* Extracted data entries *
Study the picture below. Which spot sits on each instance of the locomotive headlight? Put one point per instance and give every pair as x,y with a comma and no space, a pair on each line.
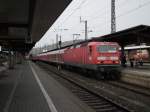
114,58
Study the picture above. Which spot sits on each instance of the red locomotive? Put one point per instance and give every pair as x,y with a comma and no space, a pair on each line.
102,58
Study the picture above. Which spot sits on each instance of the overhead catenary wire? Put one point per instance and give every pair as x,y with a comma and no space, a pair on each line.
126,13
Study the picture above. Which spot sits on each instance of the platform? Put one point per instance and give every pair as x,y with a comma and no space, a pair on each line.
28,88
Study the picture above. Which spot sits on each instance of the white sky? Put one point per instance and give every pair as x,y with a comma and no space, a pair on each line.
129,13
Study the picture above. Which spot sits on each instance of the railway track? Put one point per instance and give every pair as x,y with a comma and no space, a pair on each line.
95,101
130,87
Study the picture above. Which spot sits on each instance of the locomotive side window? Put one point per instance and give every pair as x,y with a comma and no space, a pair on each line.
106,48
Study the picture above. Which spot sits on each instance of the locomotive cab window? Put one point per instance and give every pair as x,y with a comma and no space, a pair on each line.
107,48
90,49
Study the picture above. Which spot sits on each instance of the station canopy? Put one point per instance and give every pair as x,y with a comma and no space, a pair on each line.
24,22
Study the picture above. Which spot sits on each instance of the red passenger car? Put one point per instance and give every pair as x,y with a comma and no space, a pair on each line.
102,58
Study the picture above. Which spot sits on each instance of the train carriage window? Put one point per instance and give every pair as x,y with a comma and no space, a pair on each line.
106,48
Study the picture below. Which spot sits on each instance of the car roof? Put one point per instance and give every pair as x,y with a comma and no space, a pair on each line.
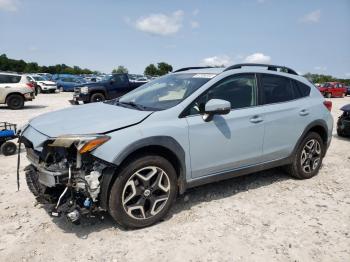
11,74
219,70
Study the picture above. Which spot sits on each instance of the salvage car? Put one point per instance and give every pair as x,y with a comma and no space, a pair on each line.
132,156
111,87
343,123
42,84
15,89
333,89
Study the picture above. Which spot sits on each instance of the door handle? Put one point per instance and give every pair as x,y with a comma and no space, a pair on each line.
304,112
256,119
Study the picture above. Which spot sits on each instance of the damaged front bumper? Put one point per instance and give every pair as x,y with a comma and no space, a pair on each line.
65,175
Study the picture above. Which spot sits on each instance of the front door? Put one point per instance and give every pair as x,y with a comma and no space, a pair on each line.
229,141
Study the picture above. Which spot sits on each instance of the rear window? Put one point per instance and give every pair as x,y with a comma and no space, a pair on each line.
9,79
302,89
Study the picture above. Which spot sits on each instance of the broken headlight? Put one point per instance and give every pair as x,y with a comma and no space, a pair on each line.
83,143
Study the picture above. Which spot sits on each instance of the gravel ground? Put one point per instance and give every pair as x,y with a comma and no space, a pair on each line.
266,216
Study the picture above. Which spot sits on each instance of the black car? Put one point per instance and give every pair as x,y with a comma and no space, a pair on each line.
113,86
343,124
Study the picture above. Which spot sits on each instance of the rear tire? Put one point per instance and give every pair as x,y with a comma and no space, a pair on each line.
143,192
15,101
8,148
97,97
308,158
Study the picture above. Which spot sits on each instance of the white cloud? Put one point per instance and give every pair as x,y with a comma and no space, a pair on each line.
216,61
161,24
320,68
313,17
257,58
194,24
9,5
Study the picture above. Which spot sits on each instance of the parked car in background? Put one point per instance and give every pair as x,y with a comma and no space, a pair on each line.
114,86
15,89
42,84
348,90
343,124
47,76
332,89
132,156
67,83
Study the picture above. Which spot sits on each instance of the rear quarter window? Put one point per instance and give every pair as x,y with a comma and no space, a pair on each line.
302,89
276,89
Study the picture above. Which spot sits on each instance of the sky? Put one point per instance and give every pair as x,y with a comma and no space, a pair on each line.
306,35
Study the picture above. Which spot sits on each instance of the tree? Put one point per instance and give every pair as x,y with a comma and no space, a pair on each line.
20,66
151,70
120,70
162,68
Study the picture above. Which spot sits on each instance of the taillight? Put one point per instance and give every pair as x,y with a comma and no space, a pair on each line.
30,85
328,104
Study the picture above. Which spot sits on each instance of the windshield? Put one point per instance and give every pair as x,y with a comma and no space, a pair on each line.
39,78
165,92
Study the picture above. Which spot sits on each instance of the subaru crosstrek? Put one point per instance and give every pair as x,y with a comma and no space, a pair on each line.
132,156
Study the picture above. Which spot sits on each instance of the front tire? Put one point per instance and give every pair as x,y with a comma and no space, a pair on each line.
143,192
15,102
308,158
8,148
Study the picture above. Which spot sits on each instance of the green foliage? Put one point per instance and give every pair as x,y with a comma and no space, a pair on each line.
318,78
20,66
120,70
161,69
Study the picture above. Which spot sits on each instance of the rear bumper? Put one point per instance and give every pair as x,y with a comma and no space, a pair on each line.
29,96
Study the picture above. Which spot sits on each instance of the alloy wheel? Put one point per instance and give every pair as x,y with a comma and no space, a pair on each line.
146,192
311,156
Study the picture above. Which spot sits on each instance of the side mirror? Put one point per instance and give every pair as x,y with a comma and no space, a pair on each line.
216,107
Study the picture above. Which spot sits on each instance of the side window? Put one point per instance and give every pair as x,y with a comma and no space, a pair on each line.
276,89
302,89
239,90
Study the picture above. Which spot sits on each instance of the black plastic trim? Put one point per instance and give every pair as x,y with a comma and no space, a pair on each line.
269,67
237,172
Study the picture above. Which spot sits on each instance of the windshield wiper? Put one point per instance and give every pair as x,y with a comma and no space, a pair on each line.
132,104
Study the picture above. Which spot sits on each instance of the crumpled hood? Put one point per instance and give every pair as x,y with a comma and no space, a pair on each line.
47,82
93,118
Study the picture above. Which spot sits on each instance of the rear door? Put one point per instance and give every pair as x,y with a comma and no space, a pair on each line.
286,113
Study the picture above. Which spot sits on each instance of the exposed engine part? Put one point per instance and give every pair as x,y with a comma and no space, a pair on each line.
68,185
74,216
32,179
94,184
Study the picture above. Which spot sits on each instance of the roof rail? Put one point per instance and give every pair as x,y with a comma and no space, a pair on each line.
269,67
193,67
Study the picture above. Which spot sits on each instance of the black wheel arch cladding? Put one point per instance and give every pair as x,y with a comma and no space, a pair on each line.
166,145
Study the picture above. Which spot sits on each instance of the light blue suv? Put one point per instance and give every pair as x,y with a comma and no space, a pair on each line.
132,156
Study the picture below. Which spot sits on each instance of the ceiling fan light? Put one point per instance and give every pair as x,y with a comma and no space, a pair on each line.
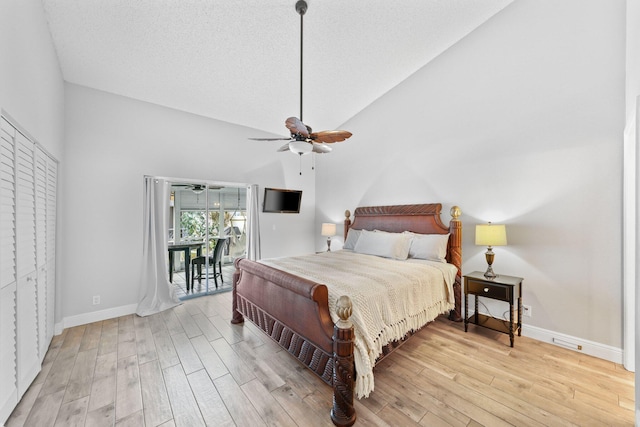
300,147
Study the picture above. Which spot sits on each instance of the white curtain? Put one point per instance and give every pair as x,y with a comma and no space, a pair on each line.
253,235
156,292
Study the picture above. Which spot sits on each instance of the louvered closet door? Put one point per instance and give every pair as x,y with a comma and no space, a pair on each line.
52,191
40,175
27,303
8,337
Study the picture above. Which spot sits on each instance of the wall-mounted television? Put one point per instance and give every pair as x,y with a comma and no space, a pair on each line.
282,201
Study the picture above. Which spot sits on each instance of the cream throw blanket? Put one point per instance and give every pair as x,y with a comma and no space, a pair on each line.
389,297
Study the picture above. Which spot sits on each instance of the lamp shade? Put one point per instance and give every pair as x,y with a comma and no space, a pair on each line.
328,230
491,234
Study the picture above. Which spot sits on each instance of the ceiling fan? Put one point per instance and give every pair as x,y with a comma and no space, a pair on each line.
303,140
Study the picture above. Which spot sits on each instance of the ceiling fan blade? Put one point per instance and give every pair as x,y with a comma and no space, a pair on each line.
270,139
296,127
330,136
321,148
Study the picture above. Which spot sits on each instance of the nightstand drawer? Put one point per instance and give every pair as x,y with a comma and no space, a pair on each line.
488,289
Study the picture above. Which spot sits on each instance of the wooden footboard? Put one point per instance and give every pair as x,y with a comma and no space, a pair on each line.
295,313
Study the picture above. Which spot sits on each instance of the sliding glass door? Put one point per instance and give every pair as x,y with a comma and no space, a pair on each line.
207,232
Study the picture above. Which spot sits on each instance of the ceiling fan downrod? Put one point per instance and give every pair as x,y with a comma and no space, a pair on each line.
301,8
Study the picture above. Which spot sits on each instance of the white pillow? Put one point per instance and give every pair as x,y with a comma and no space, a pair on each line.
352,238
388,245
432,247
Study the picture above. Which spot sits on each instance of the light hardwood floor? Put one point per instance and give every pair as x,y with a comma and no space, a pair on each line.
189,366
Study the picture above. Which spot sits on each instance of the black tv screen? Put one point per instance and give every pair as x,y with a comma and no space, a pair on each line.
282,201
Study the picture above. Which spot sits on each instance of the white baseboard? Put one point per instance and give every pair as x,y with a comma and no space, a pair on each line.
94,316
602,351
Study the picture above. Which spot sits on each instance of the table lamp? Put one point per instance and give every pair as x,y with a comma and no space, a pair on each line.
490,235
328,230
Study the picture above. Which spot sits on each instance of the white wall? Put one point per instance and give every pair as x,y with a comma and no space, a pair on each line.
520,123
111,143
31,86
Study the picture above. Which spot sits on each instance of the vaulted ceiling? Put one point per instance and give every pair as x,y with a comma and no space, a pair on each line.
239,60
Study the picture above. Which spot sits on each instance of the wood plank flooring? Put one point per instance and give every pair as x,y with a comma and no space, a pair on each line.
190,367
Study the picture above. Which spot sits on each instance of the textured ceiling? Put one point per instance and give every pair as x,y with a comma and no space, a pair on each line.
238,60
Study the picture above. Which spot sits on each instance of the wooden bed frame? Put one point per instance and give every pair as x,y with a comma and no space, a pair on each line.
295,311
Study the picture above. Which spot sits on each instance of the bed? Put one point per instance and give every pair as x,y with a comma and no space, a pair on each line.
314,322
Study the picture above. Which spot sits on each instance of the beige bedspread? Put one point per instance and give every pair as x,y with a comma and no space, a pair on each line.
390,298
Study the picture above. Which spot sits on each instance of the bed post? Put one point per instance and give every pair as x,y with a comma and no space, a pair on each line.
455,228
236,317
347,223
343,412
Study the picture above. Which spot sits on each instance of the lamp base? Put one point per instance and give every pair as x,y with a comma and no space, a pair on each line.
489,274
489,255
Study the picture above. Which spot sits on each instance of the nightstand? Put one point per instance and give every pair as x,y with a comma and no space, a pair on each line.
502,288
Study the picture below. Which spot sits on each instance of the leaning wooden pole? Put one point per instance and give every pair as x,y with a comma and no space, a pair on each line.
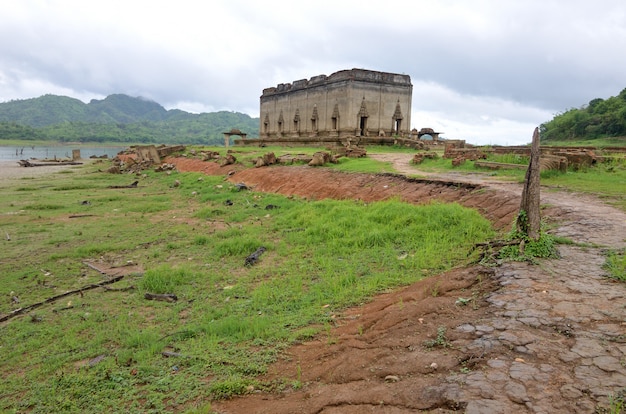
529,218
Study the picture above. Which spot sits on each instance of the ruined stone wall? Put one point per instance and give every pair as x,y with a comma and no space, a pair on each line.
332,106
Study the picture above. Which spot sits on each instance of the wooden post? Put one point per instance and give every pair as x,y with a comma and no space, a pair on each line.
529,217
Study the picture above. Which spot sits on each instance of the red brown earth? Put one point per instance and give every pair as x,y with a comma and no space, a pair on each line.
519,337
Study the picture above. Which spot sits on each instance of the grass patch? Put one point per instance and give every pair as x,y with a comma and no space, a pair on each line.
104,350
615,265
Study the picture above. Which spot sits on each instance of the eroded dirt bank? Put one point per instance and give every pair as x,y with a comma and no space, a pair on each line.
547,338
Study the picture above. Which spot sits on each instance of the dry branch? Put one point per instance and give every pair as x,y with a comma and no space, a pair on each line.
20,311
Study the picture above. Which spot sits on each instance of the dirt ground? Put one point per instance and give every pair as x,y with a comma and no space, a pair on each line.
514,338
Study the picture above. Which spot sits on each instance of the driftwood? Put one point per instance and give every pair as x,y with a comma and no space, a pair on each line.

* SET PROBLEM *
Copy the final portion of the records: every line from the one containing "of the leaning" through the last, word for word, without pictures.

* FULL ANSWER *
Study the picture below. Which spot sits on each instance of the leaning wooden pole? Put one point per instance and give every pair as x,y with a comma and no space, a pair on each line.
529,218
Study the picture above. Which spot sits on each instance of the ruined stone wall? Put one point per instance and give every pair as x,y with a comma and no space, a pair on each line.
332,106
Study the picture above. Which spot sits on each instance of the wooden post? Put one point per instance and give every pair as x,y with a comma and no space, a pair on each line.
529,217
Study the picture above. Which spot sits on each instance of the red brown earth? Put one point per instance and give every pair as x,y with a comma and no space, a pair on each line.
519,337
Study the picture above. Which spot sits on each instance of the grass patch? Put one point per instance and give every pair as x,y with a comma and no space, a pair on each line.
104,350
615,265
Study the picture above. Which spot sits on each instance of the eroded dirt bank? Put one point per instance and give every pair as x,y with a comma and no space, a pair on each line.
547,338
Study the picture above. Which spot sits on each instance of the dry branch? Put one point per instance and give every pair as x,y with a comma and no space, a pair on each line.
20,311
Study the picture above. Which spot sits on each instance of the dirt ground? Put one point per instance and give every pair as x,y with a comma and no space, a pair on each line.
514,338
Study the picture above. Which spot sits on each instance of the driftwood? Put one point per instance and give every pair as x,y with a comma and no space, a pair on each line.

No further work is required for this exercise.